● DOCUMENT EXTRACT
_ _ _

Not demonstrated, but columns for filters u, z, and y are not populated.

In [None]:
use_tract = 9880
dataId = {'skymap': 'ops_rehersal_prep_2k_v1', 'tract': use_tract}
objects = butler.get('objectTable_tract', dataId=dataId)

In [None]:
i_ap12_flux = np.asarray(objects.get('i_ap12Flux'))
i_cmod_flux = np.asarray(objects.get('i_cModelFlux'))
i_gaap_flux = np.asarray(objects.get('i_gaapOptimalFlux'))
i_kron_flux = np.asarray(objects.get('i_kronFlux'))
i_psf_flux  = np.asarray(objects.get('i_psfFlux'))

In [None]:
fig = plt.figure(figsize=(8, 4))
plt.hist(i_ap12_flux, bins=20, log=True, histtype='step', color=fclr['u'], label='ap12')
plt.hist(i_cmod_flux, bins=20, log=True, histtype='step', color=fclr['g'], label='cmod')
plt.hist(i_gaap_flux, bins=40, log=True, histtype='step', color=fclr['r'], label='gaap')

_ _ _

● DATASET RECORDS
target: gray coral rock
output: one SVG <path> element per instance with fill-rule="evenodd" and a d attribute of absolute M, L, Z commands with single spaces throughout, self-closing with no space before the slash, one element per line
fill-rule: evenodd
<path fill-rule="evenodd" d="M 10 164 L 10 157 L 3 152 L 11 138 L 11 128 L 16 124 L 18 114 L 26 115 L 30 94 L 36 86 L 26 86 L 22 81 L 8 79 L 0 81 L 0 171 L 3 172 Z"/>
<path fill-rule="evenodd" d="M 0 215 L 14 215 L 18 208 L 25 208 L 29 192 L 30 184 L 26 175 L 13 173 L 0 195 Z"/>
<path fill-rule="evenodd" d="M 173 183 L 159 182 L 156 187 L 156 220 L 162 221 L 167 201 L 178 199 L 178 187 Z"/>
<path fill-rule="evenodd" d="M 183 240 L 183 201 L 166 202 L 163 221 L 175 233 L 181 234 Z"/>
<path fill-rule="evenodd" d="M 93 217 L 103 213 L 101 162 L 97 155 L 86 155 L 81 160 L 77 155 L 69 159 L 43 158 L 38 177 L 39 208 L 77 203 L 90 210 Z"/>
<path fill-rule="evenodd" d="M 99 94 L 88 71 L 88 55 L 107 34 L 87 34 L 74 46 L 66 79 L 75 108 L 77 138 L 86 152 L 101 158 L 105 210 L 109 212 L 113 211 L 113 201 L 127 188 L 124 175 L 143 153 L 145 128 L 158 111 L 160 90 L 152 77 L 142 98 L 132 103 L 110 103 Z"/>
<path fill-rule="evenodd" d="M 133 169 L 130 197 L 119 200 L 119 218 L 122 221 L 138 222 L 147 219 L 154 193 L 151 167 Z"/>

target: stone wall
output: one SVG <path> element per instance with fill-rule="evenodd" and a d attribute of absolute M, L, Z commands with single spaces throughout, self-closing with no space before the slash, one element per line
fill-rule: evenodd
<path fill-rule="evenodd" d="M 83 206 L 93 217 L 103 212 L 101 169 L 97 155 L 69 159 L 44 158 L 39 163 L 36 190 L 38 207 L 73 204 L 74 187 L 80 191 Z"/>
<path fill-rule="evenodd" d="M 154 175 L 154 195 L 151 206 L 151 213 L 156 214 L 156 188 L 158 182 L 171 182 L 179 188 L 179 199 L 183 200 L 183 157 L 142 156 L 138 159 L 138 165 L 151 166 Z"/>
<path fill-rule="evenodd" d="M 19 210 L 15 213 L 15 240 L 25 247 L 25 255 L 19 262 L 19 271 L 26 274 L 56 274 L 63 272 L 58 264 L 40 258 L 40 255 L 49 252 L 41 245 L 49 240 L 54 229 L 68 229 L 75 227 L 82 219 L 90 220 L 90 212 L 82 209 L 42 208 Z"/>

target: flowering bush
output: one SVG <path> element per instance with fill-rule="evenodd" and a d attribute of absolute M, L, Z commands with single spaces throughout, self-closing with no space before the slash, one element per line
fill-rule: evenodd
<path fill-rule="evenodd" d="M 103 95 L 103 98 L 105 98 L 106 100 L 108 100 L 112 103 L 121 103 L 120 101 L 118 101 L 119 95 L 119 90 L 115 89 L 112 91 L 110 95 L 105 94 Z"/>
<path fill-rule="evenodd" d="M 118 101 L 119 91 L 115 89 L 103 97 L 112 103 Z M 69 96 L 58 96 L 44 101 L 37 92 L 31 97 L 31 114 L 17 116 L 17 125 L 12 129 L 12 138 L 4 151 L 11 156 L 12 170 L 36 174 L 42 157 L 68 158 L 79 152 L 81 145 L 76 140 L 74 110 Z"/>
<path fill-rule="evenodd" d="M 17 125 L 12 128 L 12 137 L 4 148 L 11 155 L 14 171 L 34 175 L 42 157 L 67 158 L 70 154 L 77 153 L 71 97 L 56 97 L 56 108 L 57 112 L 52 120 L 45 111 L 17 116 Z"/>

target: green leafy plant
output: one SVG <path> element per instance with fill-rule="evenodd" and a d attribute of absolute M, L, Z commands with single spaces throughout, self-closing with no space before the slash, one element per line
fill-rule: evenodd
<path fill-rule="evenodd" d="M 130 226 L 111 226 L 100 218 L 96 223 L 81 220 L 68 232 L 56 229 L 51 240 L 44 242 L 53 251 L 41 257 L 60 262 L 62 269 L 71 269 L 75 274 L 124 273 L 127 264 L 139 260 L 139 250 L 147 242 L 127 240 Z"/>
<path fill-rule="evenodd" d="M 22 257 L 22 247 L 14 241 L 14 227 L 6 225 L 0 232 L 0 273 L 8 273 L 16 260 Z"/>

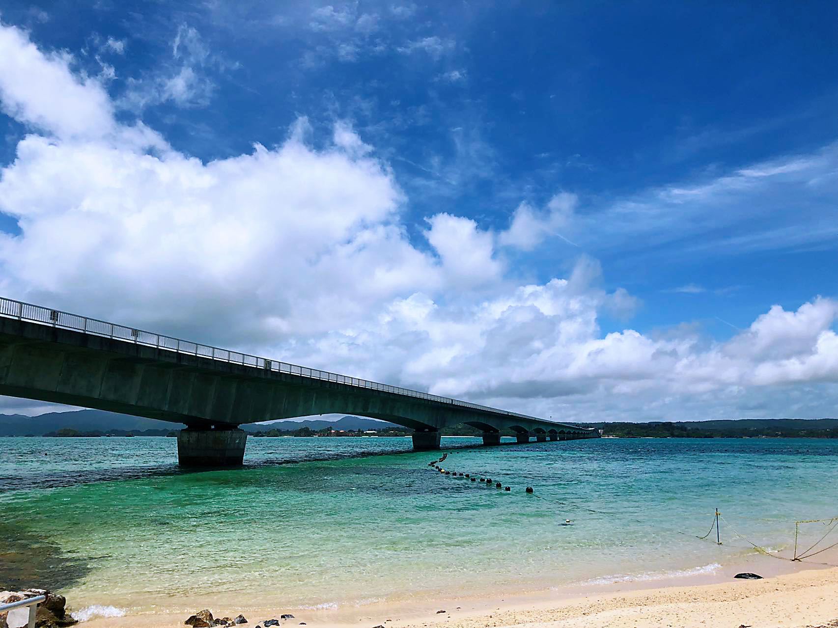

_ _ _

● PROBLEMS TO WORK ON
(1) In the notebook excerpt, which filters have columns that are not populated?
(2) Say whether each statement agrees with the notebook excerpt, answering yes or no and quoting the deciding words: (a) The skymap used is ops_rehersal_prep_2k_v1. (b) The gaap flux histogram uses 20 bins. (c) The figure is created with a size of 8 by 4.
(3) Pick up the notebook excerpt on flux histograms right after its last line and keep it going.

● RESULTS FOR THE EXERCISE
(1) Filters u, z, and y.

(2)
(a) Yes: "'skymap': 'ops_rehersal_prep_2k_v1'"
(b) No: "plt.hist(i_gaap_flux, bins=40"
(c) Yes: "fig = plt.figure(figsize=(8, 4))"

(3)
plt.hist(i_kron_flux, bins=20, log=True, histtype='step', color=fclr['i'], label='kron')
plt.hist(i_psf_flux, bins=20, log=True, histtype='step', color=fclr['z'], label='psf')
plt.xlabel('flux')
plt.ylabel('# objects')
plt.legend(loc='upper right', title='type')
plt.show()

In [None]:
del i_ap12_flux, i_cmod_flux, i_gaap_flux, i_kron_flux, i_psf_flux

### Plot GaaP optimal VS GaaP 1.0 aperture

In [None]:
i_gaap_optflux = np.asarray(objects.get('i_gaapOptimalFlux'))
i_gaap_1p0flux = np.asarray(objects.get('i_gaap1p0Flux'))

tx = np.where((i_gaap_optflux > 0.0) & (i_gaap_1p0flux > 0.0))[0]
i_gaap_optmag = -2.5 * np.log10(i_gaap_optflux[tx]) + 31.4
i_gaap_1p0mag = -2.5 * np.log10(i_gaap_1p0flux[tx]) + 31.4
del tx

In [None]:
fig = plt.figure(figsize=(4, 4))
plt.plot(i_gaap_optmag, i_gaap_optmag-i_gaap_1p0mag, 'o', ms=2, mew=0, alpha=0.1, color='black')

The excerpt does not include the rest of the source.